**AIM OF THE EXERCISE:** The material below must be restated exactly, line by line.

Content starts

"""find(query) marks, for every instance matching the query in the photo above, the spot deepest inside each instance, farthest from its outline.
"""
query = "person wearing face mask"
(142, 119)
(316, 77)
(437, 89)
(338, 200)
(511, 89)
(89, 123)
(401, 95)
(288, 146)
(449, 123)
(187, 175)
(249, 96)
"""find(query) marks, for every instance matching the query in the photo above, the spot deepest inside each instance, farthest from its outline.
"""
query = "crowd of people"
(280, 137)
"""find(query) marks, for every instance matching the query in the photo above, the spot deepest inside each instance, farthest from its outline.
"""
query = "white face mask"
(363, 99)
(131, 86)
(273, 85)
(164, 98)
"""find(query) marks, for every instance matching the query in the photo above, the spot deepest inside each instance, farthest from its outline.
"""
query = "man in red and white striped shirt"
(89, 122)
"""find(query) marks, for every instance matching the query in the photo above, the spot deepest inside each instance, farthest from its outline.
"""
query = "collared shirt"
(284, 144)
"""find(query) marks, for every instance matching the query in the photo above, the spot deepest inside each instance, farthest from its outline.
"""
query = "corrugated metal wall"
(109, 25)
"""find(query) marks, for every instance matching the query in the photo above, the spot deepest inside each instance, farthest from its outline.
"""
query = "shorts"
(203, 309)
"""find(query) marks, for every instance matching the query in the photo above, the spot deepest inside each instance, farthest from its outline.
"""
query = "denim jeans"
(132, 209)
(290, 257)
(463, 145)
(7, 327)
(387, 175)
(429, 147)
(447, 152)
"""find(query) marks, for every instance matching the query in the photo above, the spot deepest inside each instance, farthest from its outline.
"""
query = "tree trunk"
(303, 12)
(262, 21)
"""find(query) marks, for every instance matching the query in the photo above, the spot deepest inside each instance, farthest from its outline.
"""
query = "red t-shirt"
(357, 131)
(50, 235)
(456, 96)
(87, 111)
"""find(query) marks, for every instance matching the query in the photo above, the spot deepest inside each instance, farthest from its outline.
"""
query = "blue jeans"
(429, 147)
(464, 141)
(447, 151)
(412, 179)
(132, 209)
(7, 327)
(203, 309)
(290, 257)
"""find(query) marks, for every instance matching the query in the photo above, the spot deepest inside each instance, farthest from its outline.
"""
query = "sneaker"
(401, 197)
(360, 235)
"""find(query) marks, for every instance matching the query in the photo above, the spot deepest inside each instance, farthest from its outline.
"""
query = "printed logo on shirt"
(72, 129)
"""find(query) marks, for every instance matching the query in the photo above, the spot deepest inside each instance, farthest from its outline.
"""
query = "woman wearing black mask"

Content ends

**ANSWER AREA:**
"""find(query) marks, for every instance matching the query in the photo above, the spot deepest inside each instance, farthest from its outline.
"""
query = "person wearing face mask"
(142, 119)
(316, 77)
(437, 89)
(338, 200)
(511, 89)
(89, 123)
(401, 95)
(288, 146)
(449, 123)
(187, 175)
(249, 96)
"""find(query) marks, for every instance matching the query in the photo above, the spot deepest inside each instance, farthest from its outline.
"""
query = "crowd of people"
(280, 137)
"""find(query) marks, for every instance matching the query in the photo above, the spot deepest inside each instance, farthest from its outline.
"""
query = "white face mask"
(363, 99)
(131, 86)
(273, 85)
(164, 98)
"""find(query) marks, for every instance matching the query in the photo above, the spot deepest inside each instance, farthest from its outline.
"""
query = "man in red and white striped shirt"
(89, 122)
"""find(query) marks, for every instance matching the query in the photo above, the spot deepest inside each instance, farthest from its outline.
"""
query = "collared shirt"
(284, 144)
"""find(query) marks, for every instance matching the query in the photo above, the spot deepest inside each instance, farthest from its outline.
"""
query = "corrugated metal wall"
(109, 25)
"""find(query) marks, for every instance matching the query in the photo above, the spot deepest inside each instance, farthest from its outline.
"""
query = "shorts"
(203, 309)
"""find(query) marks, for every instance matching the query in the photo above, the spot deepest inside each instance, farthest from its outline.
"""
query = "denim jeans"
(132, 209)
(290, 257)
(463, 145)
(7, 327)
(387, 175)
(429, 147)
(447, 152)
"""find(query) marks, for every instance matching the query in the photo above, the spot deepest inside each instance, farthest from its outline.
"""
query = "tree trunk"
(303, 12)
(262, 21)
"""find(query) marks, for every instance matching the query in the photo above, the spot deepest inside each instance, farthest from its outline.
"""
query = "red t-shirt"
(357, 131)
(50, 235)
(456, 96)
(87, 111)
"""find(query) marks, for every instance matching the query in the photo above, the spot deepest inside each instance, farthest from its outline.
"""
query = "blue jeans"
(429, 147)
(464, 141)
(447, 151)
(412, 179)
(132, 209)
(7, 327)
(203, 309)
(290, 257)
"""find(query) marks, for every instance matching the query in the photo above, the spot deepest inside each instance, farthest from its outline.
"""
query = "sneaker"
(401, 197)
(360, 235)
"""find(query) marks, for every instance matching the query in the photo above, the spot deepest inside each instance, farthest from its outline.
"""
query = "printed logo on shirt"
(72, 129)
"""find(query) marks, for every instance matching the query in the photo above, the spot deepest inside each instance, farthest from its outline.
"""
query = "woman wearing black mask"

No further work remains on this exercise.